What you have to do
Return the lines below exactly, starting with the line that contains "like [167, 412]." and stopping after the last line.

The records
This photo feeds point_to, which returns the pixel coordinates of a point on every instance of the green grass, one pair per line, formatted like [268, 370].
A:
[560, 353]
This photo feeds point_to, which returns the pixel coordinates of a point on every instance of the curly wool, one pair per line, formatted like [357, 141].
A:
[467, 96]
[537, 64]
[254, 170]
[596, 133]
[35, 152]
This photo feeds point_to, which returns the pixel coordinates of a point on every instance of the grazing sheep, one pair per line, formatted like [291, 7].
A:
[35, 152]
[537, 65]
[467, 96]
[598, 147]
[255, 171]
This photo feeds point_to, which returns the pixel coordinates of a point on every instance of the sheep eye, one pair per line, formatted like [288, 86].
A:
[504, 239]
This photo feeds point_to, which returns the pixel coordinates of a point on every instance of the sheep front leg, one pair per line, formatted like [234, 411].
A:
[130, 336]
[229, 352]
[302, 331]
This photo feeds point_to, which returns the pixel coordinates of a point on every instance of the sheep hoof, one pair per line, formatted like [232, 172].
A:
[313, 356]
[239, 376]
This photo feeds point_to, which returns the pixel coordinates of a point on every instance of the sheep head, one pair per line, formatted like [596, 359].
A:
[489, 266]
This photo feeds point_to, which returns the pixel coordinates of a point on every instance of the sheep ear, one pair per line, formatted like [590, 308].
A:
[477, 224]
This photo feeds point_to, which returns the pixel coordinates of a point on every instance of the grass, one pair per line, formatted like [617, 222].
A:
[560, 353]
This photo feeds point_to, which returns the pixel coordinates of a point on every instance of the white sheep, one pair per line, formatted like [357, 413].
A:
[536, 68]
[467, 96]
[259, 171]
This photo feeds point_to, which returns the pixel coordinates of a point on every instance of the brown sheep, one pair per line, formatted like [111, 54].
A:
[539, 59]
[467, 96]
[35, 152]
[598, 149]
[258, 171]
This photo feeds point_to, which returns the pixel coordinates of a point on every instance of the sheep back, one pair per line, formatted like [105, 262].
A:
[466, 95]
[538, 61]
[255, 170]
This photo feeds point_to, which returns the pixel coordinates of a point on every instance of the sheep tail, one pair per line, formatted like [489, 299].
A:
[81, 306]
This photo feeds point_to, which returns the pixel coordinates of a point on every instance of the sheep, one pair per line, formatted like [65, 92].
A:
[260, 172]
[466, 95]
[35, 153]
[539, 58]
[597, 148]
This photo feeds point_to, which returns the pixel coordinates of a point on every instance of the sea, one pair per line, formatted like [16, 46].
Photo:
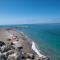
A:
[46, 36]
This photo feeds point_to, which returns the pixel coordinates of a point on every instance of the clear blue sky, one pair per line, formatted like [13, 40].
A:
[29, 11]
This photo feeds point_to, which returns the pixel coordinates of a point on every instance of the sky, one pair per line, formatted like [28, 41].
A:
[29, 11]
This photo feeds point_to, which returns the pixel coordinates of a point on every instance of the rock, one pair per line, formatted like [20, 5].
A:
[31, 56]
[28, 59]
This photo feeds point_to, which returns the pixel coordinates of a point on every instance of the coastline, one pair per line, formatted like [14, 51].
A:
[19, 39]
[33, 46]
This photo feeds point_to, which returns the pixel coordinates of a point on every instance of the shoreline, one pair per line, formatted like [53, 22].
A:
[21, 40]
[33, 47]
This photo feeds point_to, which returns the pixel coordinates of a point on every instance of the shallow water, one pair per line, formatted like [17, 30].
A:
[47, 37]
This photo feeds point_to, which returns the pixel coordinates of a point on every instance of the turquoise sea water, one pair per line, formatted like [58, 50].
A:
[47, 36]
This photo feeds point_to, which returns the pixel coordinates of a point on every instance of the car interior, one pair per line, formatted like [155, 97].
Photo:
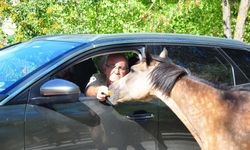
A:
[81, 72]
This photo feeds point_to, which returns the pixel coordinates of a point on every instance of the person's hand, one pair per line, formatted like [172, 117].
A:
[102, 93]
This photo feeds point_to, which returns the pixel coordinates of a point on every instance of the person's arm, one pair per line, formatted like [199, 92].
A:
[99, 91]
[91, 90]
[96, 87]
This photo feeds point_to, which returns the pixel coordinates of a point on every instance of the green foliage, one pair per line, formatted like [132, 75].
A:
[201, 19]
[33, 18]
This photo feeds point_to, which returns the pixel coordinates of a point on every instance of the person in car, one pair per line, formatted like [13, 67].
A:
[114, 67]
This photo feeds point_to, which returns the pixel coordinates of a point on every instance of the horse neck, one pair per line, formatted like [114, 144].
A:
[198, 105]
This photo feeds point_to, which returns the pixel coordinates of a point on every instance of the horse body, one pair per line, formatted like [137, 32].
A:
[215, 122]
[218, 119]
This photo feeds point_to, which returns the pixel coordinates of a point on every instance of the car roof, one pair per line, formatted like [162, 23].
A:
[119, 38]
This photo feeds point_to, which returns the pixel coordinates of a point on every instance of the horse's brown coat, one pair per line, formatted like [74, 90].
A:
[218, 119]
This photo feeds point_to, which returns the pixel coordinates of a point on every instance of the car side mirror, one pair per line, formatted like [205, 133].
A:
[56, 87]
[57, 91]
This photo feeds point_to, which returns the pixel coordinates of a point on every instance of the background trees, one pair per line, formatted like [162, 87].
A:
[29, 18]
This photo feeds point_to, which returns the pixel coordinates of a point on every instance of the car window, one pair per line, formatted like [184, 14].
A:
[203, 62]
[19, 61]
[242, 59]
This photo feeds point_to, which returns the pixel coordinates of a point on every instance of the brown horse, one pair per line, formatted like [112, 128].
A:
[218, 119]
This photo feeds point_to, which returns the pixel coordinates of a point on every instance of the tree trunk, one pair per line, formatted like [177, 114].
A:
[241, 18]
[226, 18]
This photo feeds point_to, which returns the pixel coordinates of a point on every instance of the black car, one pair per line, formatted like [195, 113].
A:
[42, 82]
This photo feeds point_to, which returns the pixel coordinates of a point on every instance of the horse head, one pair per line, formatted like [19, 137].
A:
[136, 85]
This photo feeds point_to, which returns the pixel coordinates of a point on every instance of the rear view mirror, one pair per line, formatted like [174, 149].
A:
[57, 87]
[57, 91]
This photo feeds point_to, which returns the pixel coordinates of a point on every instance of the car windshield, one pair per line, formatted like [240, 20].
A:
[17, 62]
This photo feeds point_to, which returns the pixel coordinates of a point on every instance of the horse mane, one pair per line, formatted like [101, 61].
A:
[164, 76]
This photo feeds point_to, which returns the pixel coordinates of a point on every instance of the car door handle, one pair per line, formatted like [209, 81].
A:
[145, 116]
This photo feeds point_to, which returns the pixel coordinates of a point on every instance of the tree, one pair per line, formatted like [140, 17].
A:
[240, 22]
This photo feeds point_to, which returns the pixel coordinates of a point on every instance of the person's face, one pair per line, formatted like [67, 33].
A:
[115, 68]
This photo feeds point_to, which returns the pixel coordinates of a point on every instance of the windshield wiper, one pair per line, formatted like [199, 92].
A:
[3, 96]
[10, 45]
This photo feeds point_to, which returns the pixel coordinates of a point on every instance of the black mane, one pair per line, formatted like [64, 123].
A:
[164, 76]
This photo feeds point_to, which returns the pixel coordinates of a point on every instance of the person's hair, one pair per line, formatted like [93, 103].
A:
[116, 54]
[101, 60]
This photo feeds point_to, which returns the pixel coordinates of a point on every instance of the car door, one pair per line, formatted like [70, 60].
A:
[12, 122]
[87, 123]
[204, 62]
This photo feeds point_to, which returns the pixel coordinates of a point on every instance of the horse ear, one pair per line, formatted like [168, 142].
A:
[148, 58]
[164, 53]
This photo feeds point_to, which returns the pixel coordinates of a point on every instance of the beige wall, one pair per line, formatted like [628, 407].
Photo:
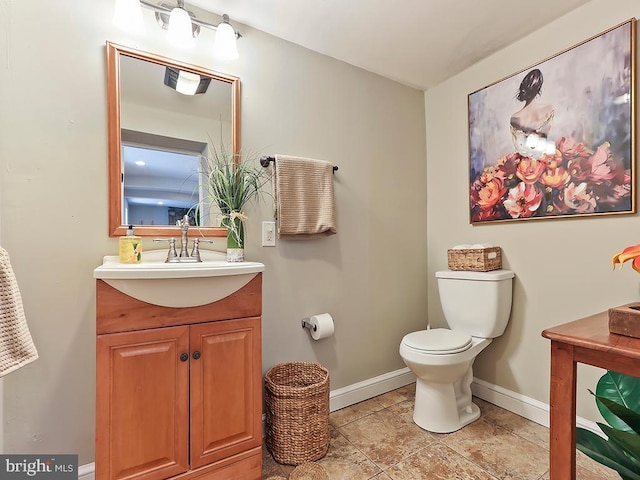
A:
[372, 276]
[563, 267]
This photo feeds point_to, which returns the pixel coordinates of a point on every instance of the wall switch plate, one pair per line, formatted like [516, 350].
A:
[268, 234]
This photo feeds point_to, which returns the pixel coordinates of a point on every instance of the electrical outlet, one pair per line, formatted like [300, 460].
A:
[268, 234]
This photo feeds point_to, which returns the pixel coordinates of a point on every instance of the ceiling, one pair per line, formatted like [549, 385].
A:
[417, 42]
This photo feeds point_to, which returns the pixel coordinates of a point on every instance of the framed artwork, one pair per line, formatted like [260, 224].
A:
[557, 139]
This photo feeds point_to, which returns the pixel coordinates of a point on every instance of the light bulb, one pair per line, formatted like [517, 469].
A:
[180, 28]
[225, 46]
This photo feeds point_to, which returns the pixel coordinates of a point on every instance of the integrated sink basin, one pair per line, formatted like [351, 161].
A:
[177, 285]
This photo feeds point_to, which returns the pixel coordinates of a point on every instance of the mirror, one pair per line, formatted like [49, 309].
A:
[158, 138]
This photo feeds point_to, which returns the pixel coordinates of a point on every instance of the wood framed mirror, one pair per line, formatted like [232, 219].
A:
[158, 138]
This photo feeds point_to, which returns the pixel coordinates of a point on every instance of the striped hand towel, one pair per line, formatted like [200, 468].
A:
[304, 198]
[16, 345]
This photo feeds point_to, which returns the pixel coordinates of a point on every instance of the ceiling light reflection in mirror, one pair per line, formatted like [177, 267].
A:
[150, 121]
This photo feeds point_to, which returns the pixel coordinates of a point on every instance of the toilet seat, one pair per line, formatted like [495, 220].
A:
[438, 341]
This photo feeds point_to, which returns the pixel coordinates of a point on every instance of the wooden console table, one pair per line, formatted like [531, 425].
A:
[586, 341]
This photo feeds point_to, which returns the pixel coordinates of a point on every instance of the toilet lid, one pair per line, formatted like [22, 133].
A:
[438, 341]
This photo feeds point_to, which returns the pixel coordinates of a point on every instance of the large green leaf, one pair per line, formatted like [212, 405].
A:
[629, 417]
[628, 442]
[607, 453]
[622, 389]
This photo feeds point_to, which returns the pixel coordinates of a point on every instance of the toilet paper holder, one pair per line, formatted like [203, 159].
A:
[307, 324]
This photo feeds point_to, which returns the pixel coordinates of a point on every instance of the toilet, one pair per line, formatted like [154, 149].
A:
[477, 306]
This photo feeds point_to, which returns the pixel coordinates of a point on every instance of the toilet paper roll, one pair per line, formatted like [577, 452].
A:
[321, 326]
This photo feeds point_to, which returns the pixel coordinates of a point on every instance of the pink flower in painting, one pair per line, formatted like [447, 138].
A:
[601, 163]
[530, 170]
[579, 199]
[555, 177]
[523, 200]
[488, 194]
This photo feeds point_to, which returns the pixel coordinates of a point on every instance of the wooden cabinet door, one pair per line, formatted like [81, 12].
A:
[142, 404]
[226, 389]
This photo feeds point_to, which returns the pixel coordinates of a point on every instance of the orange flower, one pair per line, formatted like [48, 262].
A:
[628, 253]
[530, 170]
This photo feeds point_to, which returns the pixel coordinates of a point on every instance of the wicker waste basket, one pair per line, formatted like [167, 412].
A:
[297, 412]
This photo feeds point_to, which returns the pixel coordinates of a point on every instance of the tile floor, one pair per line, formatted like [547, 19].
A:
[377, 439]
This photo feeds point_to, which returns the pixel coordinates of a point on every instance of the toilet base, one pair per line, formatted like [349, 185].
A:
[444, 407]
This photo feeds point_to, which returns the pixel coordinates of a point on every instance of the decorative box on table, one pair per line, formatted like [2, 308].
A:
[625, 320]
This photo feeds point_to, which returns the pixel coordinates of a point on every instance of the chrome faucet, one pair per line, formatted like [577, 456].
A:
[184, 256]
[184, 241]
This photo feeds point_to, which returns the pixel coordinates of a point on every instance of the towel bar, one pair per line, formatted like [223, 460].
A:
[265, 161]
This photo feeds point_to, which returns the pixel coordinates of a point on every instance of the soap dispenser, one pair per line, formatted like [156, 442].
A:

Response to this exercise
This photo feeds point_to, which returns the pixel coordinates of a point on every instance of the wicker waste basket, one pair per line, formatted like [167, 412].
A:
[297, 412]
This photo feeds point_to, which returns the pixel coordinates of a point on every instance of the tile floor, one pair per line, formatted like [547, 19].
A:
[377, 439]
This photo feeds point_to, which returns the pixel coordinates of a point on every instance of the toilet base, one pair per line, formatted like [349, 185].
A:
[444, 407]
This photo feeds point_to, which returns the pixel coordinates of a point on every instance of the decorative box on table, one pair per line, formatted like [2, 308].
A:
[625, 320]
This photo feeds point_to, which returns the pixel coordinates of a point on every instance of the chrome faucet, one pair per line, formatted like [577, 456].
A:
[184, 256]
[184, 241]
This photo feeds point_to, which returns the pixel coordinates of a point on every instance of the towel bar, one pair per line, formatted like [223, 460].
A:
[265, 161]
This photo feeds point_to, which returns the pixel coordinates of a point on every instance of the soap dispenser, one pair per line, formatted like [156, 442].
A:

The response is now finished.